### WORK TASK:
Copy exactly the lines of the records below, and only those lines, beginning with the line that contains "Query: oak headboard" and ending with the line that contains "# test: point to the lower".
BEGIN DATA TO EXAMINE
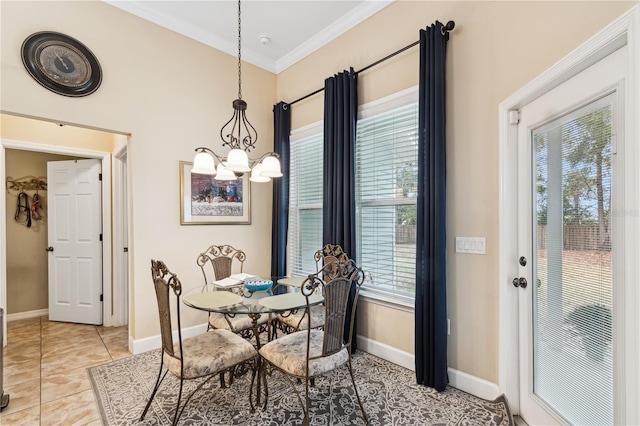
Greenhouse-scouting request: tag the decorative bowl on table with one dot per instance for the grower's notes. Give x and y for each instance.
(258, 285)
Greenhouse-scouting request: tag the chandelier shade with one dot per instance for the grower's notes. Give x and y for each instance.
(271, 167)
(203, 164)
(256, 174)
(237, 161)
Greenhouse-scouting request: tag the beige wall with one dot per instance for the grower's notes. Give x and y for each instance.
(495, 49)
(171, 106)
(171, 94)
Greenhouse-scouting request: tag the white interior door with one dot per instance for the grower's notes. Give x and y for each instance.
(75, 241)
(568, 175)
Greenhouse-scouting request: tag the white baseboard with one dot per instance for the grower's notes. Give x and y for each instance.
(458, 379)
(27, 314)
(155, 342)
(474, 385)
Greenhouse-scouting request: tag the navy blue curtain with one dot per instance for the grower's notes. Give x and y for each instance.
(280, 215)
(338, 208)
(431, 301)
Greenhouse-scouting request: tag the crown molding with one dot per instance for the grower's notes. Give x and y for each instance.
(339, 27)
(180, 26)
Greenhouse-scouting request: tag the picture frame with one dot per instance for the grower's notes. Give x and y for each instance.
(206, 201)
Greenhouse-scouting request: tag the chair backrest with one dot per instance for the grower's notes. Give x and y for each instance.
(328, 254)
(336, 280)
(163, 279)
(216, 262)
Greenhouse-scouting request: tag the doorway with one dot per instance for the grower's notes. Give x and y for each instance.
(58, 142)
(547, 299)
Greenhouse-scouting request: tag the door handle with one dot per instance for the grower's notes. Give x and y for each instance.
(519, 282)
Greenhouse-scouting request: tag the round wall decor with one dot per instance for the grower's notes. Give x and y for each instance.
(61, 64)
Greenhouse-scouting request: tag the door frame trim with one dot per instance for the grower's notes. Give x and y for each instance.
(624, 30)
(121, 222)
(105, 157)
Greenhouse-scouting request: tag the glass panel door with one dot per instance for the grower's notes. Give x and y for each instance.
(572, 271)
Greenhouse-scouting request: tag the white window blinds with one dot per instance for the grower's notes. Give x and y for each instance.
(305, 203)
(386, 191)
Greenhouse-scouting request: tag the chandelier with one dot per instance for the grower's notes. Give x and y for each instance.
(240, 135)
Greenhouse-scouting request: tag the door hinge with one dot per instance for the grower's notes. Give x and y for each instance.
(514, 117)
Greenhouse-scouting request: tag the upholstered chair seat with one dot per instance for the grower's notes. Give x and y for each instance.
(311, 352)
(289, 353)
(300, 320)
(208, 353)
(235, 324)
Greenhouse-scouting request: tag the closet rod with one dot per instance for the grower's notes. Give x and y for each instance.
(445, 29)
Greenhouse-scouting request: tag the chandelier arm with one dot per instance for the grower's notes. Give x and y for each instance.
(205, 149)
(262, 157)
(251, 162)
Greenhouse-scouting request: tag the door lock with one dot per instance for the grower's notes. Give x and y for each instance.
(519, 282)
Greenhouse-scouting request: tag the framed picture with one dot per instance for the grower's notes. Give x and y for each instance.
(206, 201)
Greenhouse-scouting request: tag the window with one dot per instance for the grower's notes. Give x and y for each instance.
(305, 199)
(386, 193)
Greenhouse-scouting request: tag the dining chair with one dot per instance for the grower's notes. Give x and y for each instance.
(218, 262)
(202, 356)
(290, 322)
(310, 353)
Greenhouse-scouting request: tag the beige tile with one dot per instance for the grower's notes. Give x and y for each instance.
(76, 409)
(27, 417)
(85, 357)
(21, 372)
(68, 331)
(22, 396)
(23, 335)
(22, 351)
(71, 346)
(64, 384)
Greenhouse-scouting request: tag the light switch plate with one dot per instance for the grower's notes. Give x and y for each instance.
(471, 245)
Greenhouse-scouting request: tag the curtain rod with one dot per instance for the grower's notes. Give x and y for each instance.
(445, 29)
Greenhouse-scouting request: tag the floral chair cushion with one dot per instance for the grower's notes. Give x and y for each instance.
(300, 321)
(238, 323)
(209, 353)
(289, 353)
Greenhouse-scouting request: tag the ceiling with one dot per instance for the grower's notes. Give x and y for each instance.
(295, 28)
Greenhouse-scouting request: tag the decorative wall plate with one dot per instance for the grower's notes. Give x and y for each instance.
(61, 64)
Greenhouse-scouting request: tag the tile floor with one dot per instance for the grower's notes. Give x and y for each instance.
(45, 370)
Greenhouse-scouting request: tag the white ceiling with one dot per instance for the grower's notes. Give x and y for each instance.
(295, 28)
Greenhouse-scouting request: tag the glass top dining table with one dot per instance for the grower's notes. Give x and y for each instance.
(238, 300)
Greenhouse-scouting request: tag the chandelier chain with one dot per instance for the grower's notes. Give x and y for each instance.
(239, 54)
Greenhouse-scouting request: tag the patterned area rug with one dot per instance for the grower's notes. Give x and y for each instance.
(388, 391)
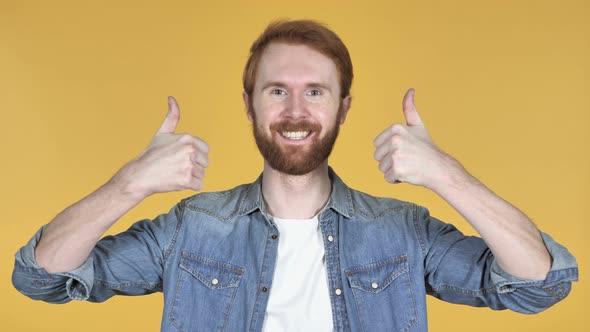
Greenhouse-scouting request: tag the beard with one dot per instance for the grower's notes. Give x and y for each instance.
(295, 159)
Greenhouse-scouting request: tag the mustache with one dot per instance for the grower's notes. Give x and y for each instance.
(303, 125)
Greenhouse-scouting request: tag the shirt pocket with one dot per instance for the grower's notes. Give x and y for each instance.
(383, 294)
(204, 293)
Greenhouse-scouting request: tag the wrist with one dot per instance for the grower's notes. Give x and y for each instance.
(452, 177)
(123, 185)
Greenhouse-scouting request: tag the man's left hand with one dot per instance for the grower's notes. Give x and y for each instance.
(406, 153)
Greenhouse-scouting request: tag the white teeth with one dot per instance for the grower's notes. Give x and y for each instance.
(295, 134)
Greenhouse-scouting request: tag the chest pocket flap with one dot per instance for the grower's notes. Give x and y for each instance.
(376, 277)
(212, 273)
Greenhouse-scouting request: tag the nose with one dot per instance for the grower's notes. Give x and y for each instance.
(295, 107)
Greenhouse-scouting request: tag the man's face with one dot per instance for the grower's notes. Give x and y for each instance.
(295, 107)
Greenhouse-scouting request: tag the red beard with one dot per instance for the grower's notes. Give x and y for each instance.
(295, 159)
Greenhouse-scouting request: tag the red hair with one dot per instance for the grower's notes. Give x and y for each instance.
(301, 32)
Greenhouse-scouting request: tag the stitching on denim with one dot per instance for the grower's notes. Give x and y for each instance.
(413, 300)
(226, 266)
(374, 265)
(417, 230)
(259, 282)
(174, 302)
(123, 285)
(382, 213)
(179, 221)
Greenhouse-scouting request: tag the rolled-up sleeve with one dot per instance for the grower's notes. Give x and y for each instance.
(462, 269)
(128, 263)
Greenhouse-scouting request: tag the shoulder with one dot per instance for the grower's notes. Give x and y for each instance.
(223, 205)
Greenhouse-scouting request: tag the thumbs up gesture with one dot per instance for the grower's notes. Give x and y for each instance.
(406, 153)
(171, 161)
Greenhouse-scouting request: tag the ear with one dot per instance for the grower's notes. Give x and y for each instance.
(346, 103)
(247, 105)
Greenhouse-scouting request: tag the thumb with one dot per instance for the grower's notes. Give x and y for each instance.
(410, 112)
(172, 117)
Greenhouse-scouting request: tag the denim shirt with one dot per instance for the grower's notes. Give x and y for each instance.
(213, 257)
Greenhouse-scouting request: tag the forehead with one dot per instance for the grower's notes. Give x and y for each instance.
(295, 64)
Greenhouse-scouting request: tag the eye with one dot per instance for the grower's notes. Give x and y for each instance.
(278, 92)
(315, 92)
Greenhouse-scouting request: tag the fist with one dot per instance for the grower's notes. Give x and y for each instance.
(171, 162)
(406, 153)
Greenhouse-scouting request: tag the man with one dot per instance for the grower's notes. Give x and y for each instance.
(297, 249)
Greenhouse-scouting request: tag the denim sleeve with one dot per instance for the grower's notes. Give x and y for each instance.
(128, 263)
(462, 269)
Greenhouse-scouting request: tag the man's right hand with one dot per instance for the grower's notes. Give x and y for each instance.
(171, 162)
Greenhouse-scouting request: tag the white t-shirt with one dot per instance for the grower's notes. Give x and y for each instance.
(299, 298)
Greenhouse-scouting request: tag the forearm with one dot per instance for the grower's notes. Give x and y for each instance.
(513, 238)
(70, 237)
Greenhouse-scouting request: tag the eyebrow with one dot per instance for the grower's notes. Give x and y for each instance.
(278, 84)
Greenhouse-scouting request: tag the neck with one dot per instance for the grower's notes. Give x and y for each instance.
(295, 196)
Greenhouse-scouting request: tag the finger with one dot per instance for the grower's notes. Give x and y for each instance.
(382, 150)
(202, 145)
(390, 177)
(383, 136)
(410, 111)
(200, 159)
(172, 118)
(198, 172)
(386, 164)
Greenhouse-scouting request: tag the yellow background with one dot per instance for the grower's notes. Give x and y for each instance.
(501, 85)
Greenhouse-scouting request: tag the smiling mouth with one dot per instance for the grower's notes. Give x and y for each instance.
(295, 135)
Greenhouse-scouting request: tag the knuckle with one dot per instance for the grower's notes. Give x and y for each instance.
(396, 139)
(398, 128)
(185, 138)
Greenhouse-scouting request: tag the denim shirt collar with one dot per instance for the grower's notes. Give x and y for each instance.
(340, 197)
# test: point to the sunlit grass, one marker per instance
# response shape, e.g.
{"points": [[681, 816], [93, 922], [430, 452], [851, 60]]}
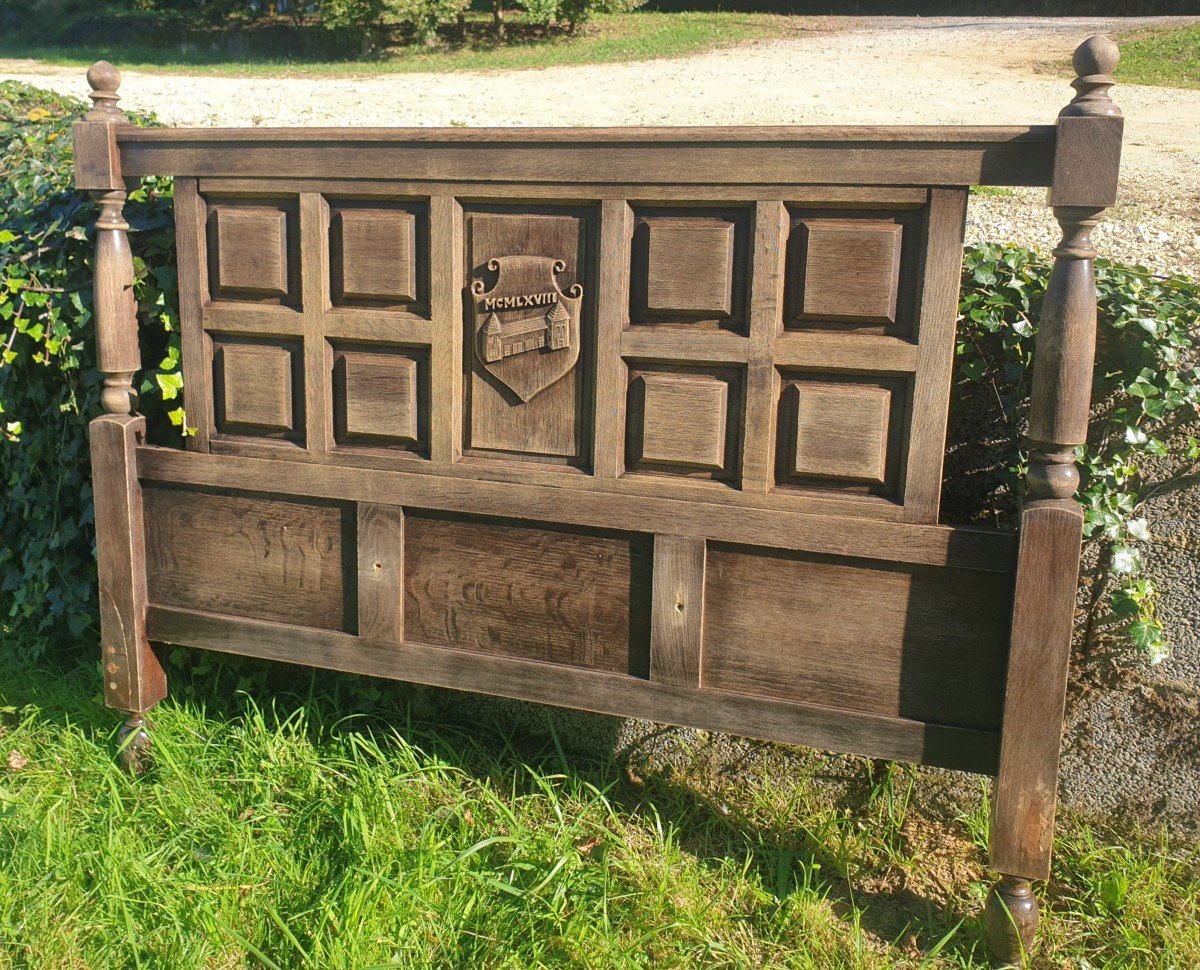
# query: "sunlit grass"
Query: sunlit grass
{"points": [[606, 40], [294, 832], [1169, 58]]}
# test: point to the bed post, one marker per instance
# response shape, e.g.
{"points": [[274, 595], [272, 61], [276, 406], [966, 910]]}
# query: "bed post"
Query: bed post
{"points": [[1087, 156], [133, 677]]}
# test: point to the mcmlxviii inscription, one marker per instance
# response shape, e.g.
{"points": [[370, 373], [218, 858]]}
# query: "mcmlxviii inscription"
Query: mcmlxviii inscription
{"points": [[527, 330]]}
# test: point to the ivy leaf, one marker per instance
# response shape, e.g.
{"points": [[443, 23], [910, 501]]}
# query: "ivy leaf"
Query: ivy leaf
{"points": [[171, 384]]}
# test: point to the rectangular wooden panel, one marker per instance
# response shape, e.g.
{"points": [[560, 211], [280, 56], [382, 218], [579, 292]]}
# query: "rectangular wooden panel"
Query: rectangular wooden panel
{"points": [[689, 268], [913, 642], [381, 397], [815, 725], [843, 433], [378, 255], [574, 501], [381, 550], [251, 555], [258, 388], [565, 596], [531, 405], [677, 623], [684, 421]]}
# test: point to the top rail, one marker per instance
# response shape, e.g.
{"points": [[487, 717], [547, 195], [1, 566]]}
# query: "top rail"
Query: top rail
{"points": [[707, 135], [900, 156]]}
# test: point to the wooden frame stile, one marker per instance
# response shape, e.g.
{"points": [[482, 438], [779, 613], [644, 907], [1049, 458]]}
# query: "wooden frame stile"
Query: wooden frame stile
{"points": [[487, 415]]}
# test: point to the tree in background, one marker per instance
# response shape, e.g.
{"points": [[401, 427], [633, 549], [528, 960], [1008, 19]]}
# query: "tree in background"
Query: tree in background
{"points": [[425, 16], [569, 12]]}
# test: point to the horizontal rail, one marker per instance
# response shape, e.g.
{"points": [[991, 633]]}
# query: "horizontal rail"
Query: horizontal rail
{"points": [[865, 156], [633, 136], [821, 534], [832, 729]]}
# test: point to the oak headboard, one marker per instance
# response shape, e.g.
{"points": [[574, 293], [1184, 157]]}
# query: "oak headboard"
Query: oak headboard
{"points": [[647, 421]]}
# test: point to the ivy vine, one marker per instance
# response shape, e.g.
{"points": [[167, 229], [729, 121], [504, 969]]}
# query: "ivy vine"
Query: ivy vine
{"points": [[1147, 388]]}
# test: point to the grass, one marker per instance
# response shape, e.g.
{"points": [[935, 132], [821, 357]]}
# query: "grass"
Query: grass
{"points": [[1168, 58], [607, 40], [292, 832]]}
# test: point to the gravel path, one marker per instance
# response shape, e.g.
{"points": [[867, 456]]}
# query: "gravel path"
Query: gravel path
{"points": [[833, 71]]}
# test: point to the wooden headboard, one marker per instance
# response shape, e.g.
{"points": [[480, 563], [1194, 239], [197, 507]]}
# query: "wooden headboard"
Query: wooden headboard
{"points": [[648, 421]]}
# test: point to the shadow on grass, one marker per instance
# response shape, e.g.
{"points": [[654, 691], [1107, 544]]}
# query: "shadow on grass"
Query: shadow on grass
{"points": [[490, 740]]}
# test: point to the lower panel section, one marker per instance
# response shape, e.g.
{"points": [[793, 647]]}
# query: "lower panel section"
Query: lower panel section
{"points": [[910, 641], [268, 557], [568, 596], [585, 689]]}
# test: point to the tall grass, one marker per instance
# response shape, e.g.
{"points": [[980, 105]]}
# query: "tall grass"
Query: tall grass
{"points": [[294, 832]]}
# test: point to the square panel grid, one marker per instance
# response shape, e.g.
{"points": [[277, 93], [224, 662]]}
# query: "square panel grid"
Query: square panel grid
{"points": [[315, 322], [781, 353], [835, 390]]}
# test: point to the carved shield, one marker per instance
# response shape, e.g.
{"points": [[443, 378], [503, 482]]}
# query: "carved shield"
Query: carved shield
{"points": [[527, 330]]}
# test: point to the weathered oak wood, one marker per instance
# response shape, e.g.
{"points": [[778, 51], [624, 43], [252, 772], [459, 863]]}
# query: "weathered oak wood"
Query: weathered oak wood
{"points": [[935, 359], [1026, 786], [263, 557], [648, 421], [133, 678], [858, 156], [567, 596], [677, 620], [904, 641], [934, 545], [583, 689], [381, 549]]}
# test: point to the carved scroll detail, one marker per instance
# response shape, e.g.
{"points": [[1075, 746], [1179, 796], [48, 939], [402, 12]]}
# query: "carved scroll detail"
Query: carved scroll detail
{"points": [[527, 328]]}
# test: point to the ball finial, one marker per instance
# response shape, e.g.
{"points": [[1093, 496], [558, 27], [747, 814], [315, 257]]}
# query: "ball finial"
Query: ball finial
{"points": [[105, 79], [1096, 55], [1095, 61]]}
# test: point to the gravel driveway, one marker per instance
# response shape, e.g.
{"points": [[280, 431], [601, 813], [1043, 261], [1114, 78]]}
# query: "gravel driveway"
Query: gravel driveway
{"points": [[833, 71]]}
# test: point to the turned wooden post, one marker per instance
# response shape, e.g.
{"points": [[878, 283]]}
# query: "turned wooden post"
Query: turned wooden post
{"points": [[1087, 157], [133, 677]]}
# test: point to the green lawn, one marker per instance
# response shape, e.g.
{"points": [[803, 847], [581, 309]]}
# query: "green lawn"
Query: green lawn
{"points": [[609, 39], [294, 832], [1168, 58]]}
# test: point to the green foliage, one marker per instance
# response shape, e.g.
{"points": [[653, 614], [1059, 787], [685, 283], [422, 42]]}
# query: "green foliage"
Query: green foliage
{"points": [[363, 16], [48, 382], [1149, 388], [1168, 58], [576, 12], [424, 17]]}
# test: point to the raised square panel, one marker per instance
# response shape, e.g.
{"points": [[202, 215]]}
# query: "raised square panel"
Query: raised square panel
{"points": [[690, 267], [684, 421], [255, 389], [253, 251], [841, 431], [851, 270], [379, 397], [373, 255]]}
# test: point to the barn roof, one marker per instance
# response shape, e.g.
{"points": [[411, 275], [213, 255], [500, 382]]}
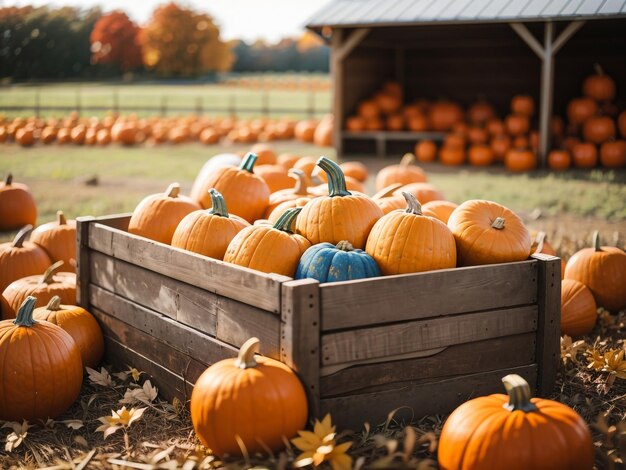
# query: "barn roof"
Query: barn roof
{"points": [[365, 13]]}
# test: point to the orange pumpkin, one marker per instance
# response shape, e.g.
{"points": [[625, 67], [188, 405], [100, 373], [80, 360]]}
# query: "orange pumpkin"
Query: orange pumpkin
{"points": [[488, 233], [603, 270], [409, 241], [578, 308], [256, 400], [42, 368], [515, 432], [81, 326]]}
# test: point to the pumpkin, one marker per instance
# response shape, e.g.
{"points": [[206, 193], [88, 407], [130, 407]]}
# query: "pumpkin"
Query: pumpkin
{"points": [[408, 241], [257, 400], [81, 326], [17, 206], [599, 129], [157, 216], [58, 239], [603, 270], [42, 368], [515, 432], [404, 172], [600, 87], [269, 248], [584, 155], [332, 263], [439, 209], [208, 232], [613, 154], [339, 216], [488, 233], [246, 194], [578, 308], [21, 258]]}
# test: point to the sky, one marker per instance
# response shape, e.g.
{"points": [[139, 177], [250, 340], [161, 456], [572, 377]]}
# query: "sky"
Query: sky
{"points": [[243, 19]]}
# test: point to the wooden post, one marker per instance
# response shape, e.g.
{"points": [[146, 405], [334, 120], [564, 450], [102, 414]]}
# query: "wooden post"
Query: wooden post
{"points": [[300, 335]]}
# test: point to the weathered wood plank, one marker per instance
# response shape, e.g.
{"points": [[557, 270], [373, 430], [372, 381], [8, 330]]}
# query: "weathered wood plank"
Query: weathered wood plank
{"points": [[406, 337], [549, 322], [198, 345], [245, 285], [300, 334], [446, 292], [417, 400], [470, 358]]}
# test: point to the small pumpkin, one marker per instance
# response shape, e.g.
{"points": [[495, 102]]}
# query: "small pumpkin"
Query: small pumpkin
{"points": [[408, 241], [603, 270], [487, 233], [42, 368], [17, 206], [81, 326], [332, 263], [578, 308], [499, 431], [209, 231], [255, 399]]}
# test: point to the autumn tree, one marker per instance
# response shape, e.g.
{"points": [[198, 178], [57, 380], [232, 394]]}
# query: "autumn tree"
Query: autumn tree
{"points": [[179, 41], [115, 40]]}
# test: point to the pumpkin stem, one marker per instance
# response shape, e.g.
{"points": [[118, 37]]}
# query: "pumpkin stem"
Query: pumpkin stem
{"points": [[25, 313], [345, 245], [19, 239], [519, 394], [413, 206], [173, 190], [498, 224], [286, 220], [336, 179], [248, 162], [218, 204], [50, 272], [245, 358]]}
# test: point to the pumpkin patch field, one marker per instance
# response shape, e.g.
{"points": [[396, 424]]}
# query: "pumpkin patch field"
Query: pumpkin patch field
{"points": [[131, 274]]}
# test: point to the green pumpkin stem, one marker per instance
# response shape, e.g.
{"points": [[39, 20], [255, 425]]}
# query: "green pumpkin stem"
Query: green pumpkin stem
{"points": [[218, 204], [286, 220], [336, 179], [519, 394], [413, 206], [498, 224], [20, 238], [245, 358], [25, 313], [248, 162]]}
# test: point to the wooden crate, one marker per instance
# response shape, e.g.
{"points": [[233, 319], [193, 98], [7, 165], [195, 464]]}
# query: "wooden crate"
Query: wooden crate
{"points": [[425, 342]]}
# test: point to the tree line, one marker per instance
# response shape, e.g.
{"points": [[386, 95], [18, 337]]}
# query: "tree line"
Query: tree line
{"points": [[72, 43]]}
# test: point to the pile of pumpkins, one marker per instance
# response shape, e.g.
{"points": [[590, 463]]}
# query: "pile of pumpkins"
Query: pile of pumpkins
{"points": [[131, 130]]}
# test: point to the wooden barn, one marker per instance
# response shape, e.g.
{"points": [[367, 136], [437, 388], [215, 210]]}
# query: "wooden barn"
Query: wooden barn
{"points": [[464, 50]]}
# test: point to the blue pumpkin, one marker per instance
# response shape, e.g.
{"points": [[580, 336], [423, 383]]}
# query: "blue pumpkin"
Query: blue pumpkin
{"points": [[329, 263]]}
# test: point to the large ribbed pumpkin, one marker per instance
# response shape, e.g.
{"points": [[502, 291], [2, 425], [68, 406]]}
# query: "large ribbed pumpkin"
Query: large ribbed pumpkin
{"points": [[21, 258], [81, 326], [269, 248], [515, 432], [578, 308], [209, 231], [246, 194], [409, 242], [17, 206], [42, 368], [487, 233], [331, 263], [58, 238], [339, 216], [603, 270], [258, 399]]}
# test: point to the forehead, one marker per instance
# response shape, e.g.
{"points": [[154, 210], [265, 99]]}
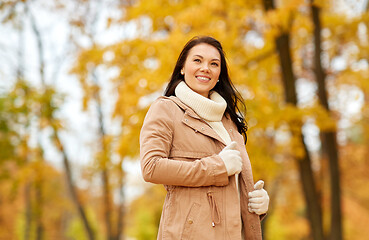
END DATA TO EXAMINE
### RESULT FOR THIS TASK:
Query: oak headboard
{"points": [[647, 421]]}
# test: point to the ivy vine, one marker per instance
# response shape, e.g.
{"points": [[167, 229], [729, 121], [504, 969]]}
# query: "ivy vine"
Query: ivy vine
{"points": [[1147, 388]]}
# test: point to the grass, one marker per instance
# response shape, e.g.
{"points": [[935, 132], [821, 357]]}
# query: "grass"
Query: grass
{"points": [[1168, 58], [607, 40], [292, 832]]}
# test: point to the gravel path, one marker per instance
# response shape, e.g.
{"points": [[867, 456]]}
# query: "gravel path"
Query: gravel path
{"points": [[833, 71]]}
# test: point to the wooden headboard, one marker per instance
# response shape, e.g.
{"points": [[480, 563], [1194, 239], [197, 507]]}
# query: "wooden headboard"
Query: wooden headboard
{"points": [[648, 421]]}
# test: point to the shadow on grass, one marker per instance
# response shape, e.g.
{"points": [[654, 691], [1107, 544]]}
# query: "shadow on grass"
Query: shadow on grass
{"points": [[490, 740]]}
# test: point to the lower panel section, one marker per instance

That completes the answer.